Records:
[start]
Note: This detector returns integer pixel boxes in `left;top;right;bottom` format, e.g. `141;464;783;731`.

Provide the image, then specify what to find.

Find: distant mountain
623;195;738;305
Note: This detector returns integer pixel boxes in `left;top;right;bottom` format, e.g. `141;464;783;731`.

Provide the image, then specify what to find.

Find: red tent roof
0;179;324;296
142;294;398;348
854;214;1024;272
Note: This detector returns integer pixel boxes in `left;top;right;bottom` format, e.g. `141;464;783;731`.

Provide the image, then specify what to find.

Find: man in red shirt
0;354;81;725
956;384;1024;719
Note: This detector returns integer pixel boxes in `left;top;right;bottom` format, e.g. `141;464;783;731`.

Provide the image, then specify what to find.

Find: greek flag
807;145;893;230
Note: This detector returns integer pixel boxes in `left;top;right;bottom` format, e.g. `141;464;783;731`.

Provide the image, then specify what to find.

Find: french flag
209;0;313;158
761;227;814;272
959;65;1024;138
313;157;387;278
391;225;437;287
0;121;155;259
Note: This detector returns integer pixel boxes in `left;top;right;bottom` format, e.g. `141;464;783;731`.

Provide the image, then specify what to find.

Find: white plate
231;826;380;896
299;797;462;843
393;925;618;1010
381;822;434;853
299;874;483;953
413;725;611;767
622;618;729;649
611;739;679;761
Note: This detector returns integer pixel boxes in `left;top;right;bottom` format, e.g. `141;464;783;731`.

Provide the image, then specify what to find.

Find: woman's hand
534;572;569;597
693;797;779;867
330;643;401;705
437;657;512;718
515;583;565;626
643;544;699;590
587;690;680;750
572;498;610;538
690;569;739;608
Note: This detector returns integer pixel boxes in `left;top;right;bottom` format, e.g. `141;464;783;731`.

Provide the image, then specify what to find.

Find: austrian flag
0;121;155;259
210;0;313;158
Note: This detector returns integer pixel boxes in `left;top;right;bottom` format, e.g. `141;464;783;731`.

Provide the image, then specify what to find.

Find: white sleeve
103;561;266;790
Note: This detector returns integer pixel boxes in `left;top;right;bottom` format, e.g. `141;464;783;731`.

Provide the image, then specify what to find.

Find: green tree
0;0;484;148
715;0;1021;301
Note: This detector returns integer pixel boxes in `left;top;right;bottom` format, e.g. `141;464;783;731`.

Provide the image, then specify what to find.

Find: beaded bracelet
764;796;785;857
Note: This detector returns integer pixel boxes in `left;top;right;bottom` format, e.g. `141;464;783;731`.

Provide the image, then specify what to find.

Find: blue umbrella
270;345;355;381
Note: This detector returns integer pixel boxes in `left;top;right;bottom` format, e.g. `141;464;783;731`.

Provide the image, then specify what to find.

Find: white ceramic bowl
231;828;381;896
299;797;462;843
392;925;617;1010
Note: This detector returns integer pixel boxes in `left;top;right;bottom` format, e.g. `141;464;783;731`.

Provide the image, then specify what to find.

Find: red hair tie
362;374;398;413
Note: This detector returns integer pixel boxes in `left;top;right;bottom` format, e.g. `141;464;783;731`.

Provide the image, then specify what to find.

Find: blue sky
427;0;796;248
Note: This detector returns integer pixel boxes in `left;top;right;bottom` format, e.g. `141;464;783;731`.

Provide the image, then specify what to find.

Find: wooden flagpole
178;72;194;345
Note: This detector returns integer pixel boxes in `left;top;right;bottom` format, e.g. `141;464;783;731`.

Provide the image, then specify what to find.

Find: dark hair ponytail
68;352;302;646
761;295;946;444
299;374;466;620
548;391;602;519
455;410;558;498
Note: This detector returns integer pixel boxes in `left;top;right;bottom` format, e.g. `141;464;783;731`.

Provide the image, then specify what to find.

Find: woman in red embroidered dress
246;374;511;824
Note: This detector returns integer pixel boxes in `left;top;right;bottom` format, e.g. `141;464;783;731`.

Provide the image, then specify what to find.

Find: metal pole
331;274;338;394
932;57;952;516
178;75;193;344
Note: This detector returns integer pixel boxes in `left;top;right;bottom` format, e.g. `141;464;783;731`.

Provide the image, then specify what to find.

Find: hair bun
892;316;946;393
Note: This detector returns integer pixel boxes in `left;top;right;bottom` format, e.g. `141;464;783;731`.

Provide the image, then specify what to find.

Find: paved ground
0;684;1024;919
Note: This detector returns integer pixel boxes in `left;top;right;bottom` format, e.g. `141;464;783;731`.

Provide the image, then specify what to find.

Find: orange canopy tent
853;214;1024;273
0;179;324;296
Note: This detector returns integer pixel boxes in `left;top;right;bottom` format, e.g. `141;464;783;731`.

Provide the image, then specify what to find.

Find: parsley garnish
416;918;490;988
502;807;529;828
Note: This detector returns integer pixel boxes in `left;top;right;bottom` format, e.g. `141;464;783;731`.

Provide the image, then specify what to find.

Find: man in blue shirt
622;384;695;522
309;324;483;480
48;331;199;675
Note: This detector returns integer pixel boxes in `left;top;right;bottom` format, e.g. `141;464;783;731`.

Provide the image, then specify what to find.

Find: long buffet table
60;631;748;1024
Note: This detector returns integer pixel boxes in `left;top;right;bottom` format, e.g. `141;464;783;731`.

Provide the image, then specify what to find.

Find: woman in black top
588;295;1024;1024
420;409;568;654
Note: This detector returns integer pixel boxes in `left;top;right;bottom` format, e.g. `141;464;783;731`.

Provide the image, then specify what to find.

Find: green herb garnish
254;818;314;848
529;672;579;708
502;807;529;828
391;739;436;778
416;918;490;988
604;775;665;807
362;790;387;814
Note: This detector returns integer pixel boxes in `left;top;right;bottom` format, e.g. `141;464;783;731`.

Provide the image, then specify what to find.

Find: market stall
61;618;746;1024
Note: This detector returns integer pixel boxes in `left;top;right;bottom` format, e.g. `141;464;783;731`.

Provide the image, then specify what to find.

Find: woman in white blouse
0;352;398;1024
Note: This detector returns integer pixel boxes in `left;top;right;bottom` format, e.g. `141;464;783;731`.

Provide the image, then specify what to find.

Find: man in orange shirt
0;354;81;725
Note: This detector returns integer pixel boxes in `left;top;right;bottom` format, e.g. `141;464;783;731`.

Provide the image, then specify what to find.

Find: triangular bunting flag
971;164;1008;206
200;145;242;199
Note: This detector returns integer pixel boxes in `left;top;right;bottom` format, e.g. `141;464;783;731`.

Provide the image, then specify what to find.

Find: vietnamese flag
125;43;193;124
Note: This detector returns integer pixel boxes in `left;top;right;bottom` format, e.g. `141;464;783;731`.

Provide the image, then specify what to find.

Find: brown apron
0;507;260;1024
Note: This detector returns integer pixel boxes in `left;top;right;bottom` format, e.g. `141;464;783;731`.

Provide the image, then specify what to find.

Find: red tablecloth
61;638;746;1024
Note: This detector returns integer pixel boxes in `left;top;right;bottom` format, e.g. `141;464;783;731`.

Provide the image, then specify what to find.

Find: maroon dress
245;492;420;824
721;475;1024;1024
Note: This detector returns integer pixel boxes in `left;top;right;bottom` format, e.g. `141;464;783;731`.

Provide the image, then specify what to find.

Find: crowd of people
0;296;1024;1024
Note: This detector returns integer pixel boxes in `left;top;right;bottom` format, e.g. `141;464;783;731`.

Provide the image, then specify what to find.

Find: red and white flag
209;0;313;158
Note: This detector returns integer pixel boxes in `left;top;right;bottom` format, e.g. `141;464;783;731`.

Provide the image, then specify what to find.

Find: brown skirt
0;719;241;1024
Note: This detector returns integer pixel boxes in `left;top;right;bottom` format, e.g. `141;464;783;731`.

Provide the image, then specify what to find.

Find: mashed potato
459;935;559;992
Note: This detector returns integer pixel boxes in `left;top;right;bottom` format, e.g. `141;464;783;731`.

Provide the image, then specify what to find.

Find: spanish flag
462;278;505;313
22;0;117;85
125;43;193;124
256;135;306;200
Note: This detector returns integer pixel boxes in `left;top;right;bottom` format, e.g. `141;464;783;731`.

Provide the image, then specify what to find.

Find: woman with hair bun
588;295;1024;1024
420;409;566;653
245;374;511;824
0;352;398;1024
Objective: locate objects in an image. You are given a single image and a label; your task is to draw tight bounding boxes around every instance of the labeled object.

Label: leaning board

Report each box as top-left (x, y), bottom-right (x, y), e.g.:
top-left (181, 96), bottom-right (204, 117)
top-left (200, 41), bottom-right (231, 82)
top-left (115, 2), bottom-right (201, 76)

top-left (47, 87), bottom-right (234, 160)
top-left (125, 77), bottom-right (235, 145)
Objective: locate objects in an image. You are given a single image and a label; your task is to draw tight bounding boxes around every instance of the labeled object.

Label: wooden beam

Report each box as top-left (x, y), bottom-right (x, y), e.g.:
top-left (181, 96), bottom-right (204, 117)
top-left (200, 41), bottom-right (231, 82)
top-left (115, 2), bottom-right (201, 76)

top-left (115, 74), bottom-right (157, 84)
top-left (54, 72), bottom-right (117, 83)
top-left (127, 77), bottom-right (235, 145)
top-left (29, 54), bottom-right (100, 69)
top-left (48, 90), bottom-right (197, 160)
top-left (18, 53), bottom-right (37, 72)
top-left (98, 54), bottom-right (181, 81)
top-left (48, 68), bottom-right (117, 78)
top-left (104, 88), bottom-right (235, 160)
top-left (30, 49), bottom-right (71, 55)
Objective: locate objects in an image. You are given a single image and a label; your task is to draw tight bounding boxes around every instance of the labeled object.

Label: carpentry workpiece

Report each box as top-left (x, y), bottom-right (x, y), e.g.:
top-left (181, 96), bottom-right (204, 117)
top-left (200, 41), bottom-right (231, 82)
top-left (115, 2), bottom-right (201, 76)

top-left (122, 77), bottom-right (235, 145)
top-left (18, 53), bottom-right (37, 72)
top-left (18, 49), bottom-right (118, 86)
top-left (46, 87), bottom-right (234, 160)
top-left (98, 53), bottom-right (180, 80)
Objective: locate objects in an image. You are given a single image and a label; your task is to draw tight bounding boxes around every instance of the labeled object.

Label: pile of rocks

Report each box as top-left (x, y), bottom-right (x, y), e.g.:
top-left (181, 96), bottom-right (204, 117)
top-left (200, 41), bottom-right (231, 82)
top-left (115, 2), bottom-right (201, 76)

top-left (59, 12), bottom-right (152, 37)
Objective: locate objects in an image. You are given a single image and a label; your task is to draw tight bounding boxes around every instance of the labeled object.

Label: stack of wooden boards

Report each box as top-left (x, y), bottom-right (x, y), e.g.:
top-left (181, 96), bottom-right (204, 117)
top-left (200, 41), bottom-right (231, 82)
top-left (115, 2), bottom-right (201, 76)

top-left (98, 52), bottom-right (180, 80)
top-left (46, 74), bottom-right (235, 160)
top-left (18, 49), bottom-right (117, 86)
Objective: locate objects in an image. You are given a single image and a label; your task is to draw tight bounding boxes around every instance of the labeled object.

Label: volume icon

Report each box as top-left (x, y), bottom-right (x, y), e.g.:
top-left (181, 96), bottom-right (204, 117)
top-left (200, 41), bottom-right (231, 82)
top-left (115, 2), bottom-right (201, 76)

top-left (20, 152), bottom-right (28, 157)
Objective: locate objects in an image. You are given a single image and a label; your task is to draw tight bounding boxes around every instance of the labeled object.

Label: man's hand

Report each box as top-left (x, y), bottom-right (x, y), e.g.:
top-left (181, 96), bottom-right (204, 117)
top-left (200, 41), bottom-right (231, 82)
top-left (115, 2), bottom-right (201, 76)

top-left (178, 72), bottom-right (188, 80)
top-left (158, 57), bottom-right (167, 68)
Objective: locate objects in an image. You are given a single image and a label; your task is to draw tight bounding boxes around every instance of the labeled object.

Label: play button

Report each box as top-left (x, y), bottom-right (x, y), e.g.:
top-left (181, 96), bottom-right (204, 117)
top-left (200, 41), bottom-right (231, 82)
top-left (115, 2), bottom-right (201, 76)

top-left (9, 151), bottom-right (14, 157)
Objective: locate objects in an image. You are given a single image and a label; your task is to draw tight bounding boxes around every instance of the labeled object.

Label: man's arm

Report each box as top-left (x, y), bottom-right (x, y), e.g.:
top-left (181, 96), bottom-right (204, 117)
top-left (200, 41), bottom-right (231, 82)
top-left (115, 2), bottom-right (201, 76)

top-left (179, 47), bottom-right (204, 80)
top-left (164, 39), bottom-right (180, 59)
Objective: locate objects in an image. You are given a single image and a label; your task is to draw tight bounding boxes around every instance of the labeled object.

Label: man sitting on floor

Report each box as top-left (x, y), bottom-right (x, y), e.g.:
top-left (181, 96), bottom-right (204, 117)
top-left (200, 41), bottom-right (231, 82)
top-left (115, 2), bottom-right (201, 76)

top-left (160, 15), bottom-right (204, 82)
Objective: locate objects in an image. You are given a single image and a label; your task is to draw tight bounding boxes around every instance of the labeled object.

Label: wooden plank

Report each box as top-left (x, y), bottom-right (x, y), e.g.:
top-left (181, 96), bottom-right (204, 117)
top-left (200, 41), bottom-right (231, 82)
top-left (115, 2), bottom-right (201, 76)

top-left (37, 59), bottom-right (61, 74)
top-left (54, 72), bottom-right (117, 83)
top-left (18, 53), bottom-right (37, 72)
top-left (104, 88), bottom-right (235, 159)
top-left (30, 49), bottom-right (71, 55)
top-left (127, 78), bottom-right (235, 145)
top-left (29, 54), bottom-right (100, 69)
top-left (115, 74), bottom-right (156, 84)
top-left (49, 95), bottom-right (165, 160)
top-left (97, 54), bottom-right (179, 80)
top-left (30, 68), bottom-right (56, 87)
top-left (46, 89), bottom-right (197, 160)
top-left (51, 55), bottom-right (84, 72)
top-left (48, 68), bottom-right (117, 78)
[end]
Short exercise:
Please pull out each line in the material above that contains the string "wooden". Case counts.

Exercise output:
Find: wooden flagpole
Label: wooden beam
Label: stack of wooden boards
Label: wooden plank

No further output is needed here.